◆ Directive 1
Answer these about the forum thread on quitting as a package maintainer:
(a) Which project does codezero say is shutting down?
(b) What route would codezero take if stuck maintaining an unwanted package?
(c) Which ecosystem does danso name when discussing real-world practices?
◆ Directive 2
In the forum thread on quitting as a package maintainer, write out the passage from "He's obviously a" up to and including "ignorant of that.", swapping "library" for "package".
◆ Directive 3
Extend the forum thread on quitting as a package maintainer, picking up after its last sentence.

This is really the key point here.

------
codezero
I feel bad for the guy, he's not wrong, that's for sure, but a recent example
of "doing this right" is here:
[https://news.ycombinator.com/item?id=18525025](https://news.ycombinator.com/item?id=18525025)
/ [https://github.com/FineUploader/fine-
uploader/issues/2073](https://github.com/FineUploader/fine-
uploader/issues/2073) (FineUploader is shutting down)

At least, it seems that way to me. If I were ever in a burdensome positioning
of maintaining a package I didn't want to maintain, I'd go for the explicit
archive/sunset route. At that point if someone wants to fork and re-package,
they can do it, but it won't mess with anything directly downstream
immediately.

------
danso
I agree that the author has every right to quit being a maintainer, for any
reason, but I don't believe that he is necessarily absolved of all judgment
just because it was a free project he did on his own time.

He's obviously a prolific and generous author, but that experience also means
he's very aware about real-world practices (especially in the npm ecosystem)
to know that ceding control of a popular library, without taking any
precaution, has the potential to put a significant number of users at risk.
Should the users be less complacent? Sure, but that's not currently the world
we live in, and the author is not ignorant of that.

◆ Stored records
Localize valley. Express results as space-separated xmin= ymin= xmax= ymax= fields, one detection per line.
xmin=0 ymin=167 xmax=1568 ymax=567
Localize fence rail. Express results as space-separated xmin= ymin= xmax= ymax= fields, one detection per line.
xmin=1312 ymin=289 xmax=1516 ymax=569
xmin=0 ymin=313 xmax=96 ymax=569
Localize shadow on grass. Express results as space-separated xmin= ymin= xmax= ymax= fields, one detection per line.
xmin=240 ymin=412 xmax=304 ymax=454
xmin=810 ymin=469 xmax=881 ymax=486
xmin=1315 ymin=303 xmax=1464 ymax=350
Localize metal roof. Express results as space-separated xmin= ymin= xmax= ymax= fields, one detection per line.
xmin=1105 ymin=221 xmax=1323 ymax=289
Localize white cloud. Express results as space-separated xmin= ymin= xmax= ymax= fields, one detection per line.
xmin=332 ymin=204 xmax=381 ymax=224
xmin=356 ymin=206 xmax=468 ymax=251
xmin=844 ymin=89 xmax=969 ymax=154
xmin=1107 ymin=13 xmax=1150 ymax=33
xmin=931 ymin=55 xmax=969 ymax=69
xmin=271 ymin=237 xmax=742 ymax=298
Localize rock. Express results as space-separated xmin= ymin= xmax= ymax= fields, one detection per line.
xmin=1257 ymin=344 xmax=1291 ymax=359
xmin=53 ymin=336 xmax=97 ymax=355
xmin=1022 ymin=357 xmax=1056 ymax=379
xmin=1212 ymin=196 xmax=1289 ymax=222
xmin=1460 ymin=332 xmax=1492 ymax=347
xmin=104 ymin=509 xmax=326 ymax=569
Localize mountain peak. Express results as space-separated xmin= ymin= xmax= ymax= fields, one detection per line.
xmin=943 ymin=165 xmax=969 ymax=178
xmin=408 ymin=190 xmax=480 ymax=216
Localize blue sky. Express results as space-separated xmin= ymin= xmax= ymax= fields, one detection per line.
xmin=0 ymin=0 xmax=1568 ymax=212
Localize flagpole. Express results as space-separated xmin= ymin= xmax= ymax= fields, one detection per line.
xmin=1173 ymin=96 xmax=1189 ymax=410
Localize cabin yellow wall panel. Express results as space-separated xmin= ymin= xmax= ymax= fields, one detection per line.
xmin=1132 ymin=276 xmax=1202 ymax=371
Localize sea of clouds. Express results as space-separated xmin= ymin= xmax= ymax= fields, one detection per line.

◆ Output 1
(a) FineUploader.
(b) The explicit archive/sunset route.
(c) The npm ecosystem.

◆ Output 2
He's obviously a prolific and generous author, but that experience also means
he's very aware about real-world practices (especially in the npm ecosystem)
to know that ceding control of a popular package, without taking any
precaution, has the potential to put a significant number of users at risk.
Should the users be less complacent? Sure, but that's not currently the world
we live in, and the author is not ignorant of that.

◆ Output 3
If an experienced electrician volunteers his time to a homeless shelter, and
decides to quit halfway through a rewiring project, it's his right to quit
whenever. But the manner in which he leaves the project is also important.
There's a huge difference between:

\- Confronting the shelter manager and saying _" Hey, I can't do this anymore,
and you get a professional ASAP to fix my work because I can't guarantee that
I've properly grounded everything"_

\- Exchanging pleasant goodbyes with the shelter staff, and not giving them
any reason to worry about what you may or may not have done.

The latter situation is akin to a silent failure -- even stomping off the job
and telling the shelter to go fuck themselves is ultimately preferable, since
the shelter staff at least are very aware that your work may be dangerously
unfinished. While you may not be liable if anyone gets shocked/electrocuted
from your leftover work, that doesn't mean the shelter staff are obligated to
not grumble and warn anyone else who might be relying on you for volunteer
work.

edit: that said, I don't have a major objection to the author's response, as
submitted here. I was referring to people who think that any significant
criticism is unwarranted, just because the work is free. The author, to his
credit, made a decently detailed reply and continues to make thoughtful
responses.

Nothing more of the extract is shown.